## Textauszug
Das ist in § 757 des österreichischen ABGB nicht der Fall. Ebenso hat das LG
Mosbach entschieden. Es hat nachvollziehbar ausgeführt, das österreichische
Ehegattenerbrecht könne gar keinen güterrechtlichen Ausgleich bewirken
wollen, weil gesetzlicher Güterstand nach dem ABGB die Gütertrennung sei
(vgl. auch Mankowski in Staudinger, Neubearbeitung 2011, Art. 15 EGBGB Rn.
238).
Die Substitutionsvoraussetzungen liegen hier deshalb trotz des Umstandes
vor, dass das gesetzliche Erbrecht des Ehegatten in Österreich mit 1/3 etwas
höher als in Deutschland - 1/4 gegenüber miterbenden Kindern - ausfällt.
6. Durch die Kombination des deutschen Ehegüterrechtsstatuts und des
österreichischen Erbstatuts würde sich allerdings die 1/3-Quote des
überlebenden Ehegatten aus § 757 ABGB um 1/4 nach § 1371 Abs. 1 BGB auf dann
insgesamt 7/12 erhöht und mithin insgesamt höher liegen, als wenn isoliert
nur das österreichische oder nur das deutsche Recht angewandt wird.
Indes ist dieser Fall der Überhöhung durch Normenhäufung im
internationalen Privatrecht durchaus bekannt und kann im Wege der
sogenannten Angleichung dadurch gelöst werden, dass dem
überlebenden Ehegatten nur das zukommt, was ihm nach jedem Recht höchstens
zustünde (LG Mosbach ZEV 1998, 489, 490; OLG Hamm IPPrax 1994, 49; Mörsdorf-Schulte
in Bamberger/Roth, a.a.O., Art. 15 EGBGB Rn. 49; Mankowski in Staudinger,
a.a.O., Art. 15 EGBGB Rn. 376 ff; speziell auch für das österreichische
Erbstatut Dörner in ZEV 2005, 444, 445; Thorn in Palandt, a.a.O., Art. 15
EGBGB Rn. 26).

## Bereitgestelltes Material

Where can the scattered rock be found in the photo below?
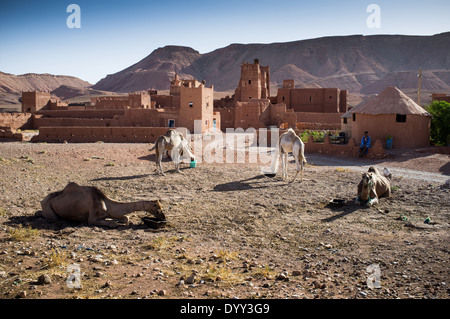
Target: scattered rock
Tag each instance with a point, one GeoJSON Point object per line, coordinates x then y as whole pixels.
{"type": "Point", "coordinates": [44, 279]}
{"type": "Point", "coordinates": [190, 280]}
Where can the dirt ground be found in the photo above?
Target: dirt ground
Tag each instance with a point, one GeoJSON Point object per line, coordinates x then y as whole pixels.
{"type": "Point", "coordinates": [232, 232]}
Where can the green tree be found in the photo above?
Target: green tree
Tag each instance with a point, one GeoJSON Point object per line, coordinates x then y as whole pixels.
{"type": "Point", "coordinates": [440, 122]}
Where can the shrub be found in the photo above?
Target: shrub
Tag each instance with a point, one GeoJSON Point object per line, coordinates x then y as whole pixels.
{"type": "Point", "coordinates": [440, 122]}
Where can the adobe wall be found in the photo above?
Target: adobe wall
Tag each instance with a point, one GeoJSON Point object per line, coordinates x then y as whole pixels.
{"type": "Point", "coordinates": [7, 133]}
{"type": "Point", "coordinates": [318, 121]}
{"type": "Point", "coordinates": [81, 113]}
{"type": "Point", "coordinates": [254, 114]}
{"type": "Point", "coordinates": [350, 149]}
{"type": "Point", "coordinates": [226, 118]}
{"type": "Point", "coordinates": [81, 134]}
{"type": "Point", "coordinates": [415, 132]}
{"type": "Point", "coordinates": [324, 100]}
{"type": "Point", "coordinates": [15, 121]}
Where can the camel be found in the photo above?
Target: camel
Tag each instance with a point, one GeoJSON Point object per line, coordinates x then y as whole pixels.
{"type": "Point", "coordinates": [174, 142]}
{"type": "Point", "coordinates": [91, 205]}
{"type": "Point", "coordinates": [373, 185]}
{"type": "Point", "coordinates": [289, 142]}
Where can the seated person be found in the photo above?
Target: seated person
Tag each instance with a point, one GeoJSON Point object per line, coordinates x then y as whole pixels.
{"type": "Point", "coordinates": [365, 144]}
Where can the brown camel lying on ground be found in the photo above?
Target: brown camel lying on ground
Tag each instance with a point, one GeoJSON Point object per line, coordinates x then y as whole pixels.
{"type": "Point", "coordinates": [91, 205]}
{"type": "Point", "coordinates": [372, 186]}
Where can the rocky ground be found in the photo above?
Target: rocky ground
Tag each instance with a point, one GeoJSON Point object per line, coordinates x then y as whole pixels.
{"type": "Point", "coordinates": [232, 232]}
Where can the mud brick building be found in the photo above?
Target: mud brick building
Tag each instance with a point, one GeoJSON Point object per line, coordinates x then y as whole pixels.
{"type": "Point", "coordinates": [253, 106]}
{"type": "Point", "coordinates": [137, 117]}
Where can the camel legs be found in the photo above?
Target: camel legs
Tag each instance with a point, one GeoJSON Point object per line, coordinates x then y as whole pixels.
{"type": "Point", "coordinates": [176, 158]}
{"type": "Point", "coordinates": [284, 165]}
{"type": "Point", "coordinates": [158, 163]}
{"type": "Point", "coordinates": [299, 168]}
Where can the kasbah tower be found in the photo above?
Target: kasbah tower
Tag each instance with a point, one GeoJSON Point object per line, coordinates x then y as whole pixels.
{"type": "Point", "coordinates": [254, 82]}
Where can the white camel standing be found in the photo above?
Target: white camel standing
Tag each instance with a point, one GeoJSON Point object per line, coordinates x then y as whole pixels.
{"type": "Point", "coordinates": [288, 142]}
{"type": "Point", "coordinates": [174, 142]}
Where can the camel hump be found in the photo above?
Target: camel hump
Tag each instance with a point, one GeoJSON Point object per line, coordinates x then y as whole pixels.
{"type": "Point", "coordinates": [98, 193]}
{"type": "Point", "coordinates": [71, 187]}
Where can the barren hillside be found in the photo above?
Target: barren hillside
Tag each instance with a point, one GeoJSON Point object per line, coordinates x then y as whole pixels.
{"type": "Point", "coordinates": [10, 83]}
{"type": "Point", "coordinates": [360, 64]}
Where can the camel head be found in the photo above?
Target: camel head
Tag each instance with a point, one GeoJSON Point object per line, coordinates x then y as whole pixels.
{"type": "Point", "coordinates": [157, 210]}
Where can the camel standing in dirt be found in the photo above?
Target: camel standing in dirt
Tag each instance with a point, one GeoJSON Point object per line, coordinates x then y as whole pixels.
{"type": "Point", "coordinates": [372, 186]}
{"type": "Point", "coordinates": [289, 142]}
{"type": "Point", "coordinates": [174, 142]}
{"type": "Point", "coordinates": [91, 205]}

## Ihre Aufgaben
A) Beantworten Sie zum Auszug über das Ehegattenerbrecht diese Fragen:
(i) Wie hoch ist nach dem Auszug das gesetzliche Erbrecht des Ehegatten in Österreich?
(ii) Welcher Güterstand ist nach dem ABGB der gesetzliche Güterstand?
(iii) Auf welche Gesamtquote würde sich der Anteil des überlebenden Ehegatten bei Kombination beider Rechte erhöhen?
B) Nennen Sie bitte alle Personen, die im Auszug über das Ehegattenerbrecht unmittelbar vor dem Wort „in“ als Verfasser einer Fundstelle stehen.
C) Führen Sie den Auszug über das Ehegattenerbrecht im Anschluss an seinen letzten Satz weiter.
Das Material wird für die Bearbeitung nicht benötigt.

## Lösungen
A)
(i) 1/3
(ii) Die Gütertrennung
(iii) 7/12

B) Mankowski, Mörsdorf-Schulte, Dörner, Thorn

C)
Dieser Lösung durch Angleichung folgt auch der Senat. Sie führt dazu, dass
den Parteien nicht „Steine statt Brot“ (Dörner, a.a.O.) gegeben werden muss,
wie dies bei der Lösung des OLG Stuttgart und einem anschließenden, nicht
näher bestimmten „schuldrechtlichen Ausgleich“ der Fall wäre.
7. Das Amtsgericht hat ausdrücklich nur über den Erbscheinsantrag der
Beteiligten zu 1. entschieden, jedenfalls den widersprechenden
Erbscheinsantrag der Beteiligten zu 2. nicht ausdrücklich zurückgewiesen.
Der Erbscheinsantrag der Beteiligten zu 2. ist damit vorläufig unerledigt
geblieben, was in einem solchen Fall auch zweckmäßig erscheint (Zimmermann
in Keidel, FamFG, 17. A. 2011, § 352 Rn. 124). Über den noch nicht
erledigten Erbscheinsantrag der Beteiligten zu 2. wird das Amtsgericht zu
entscheiden haben.
8. Die Gerichtskostenfreiheit für das Beschwerdeverfahren ergibt sich aus §
131 Abs. 3 KostO. Kostenerstattung war unter Heranziehung von § 81 Abs. 1 S.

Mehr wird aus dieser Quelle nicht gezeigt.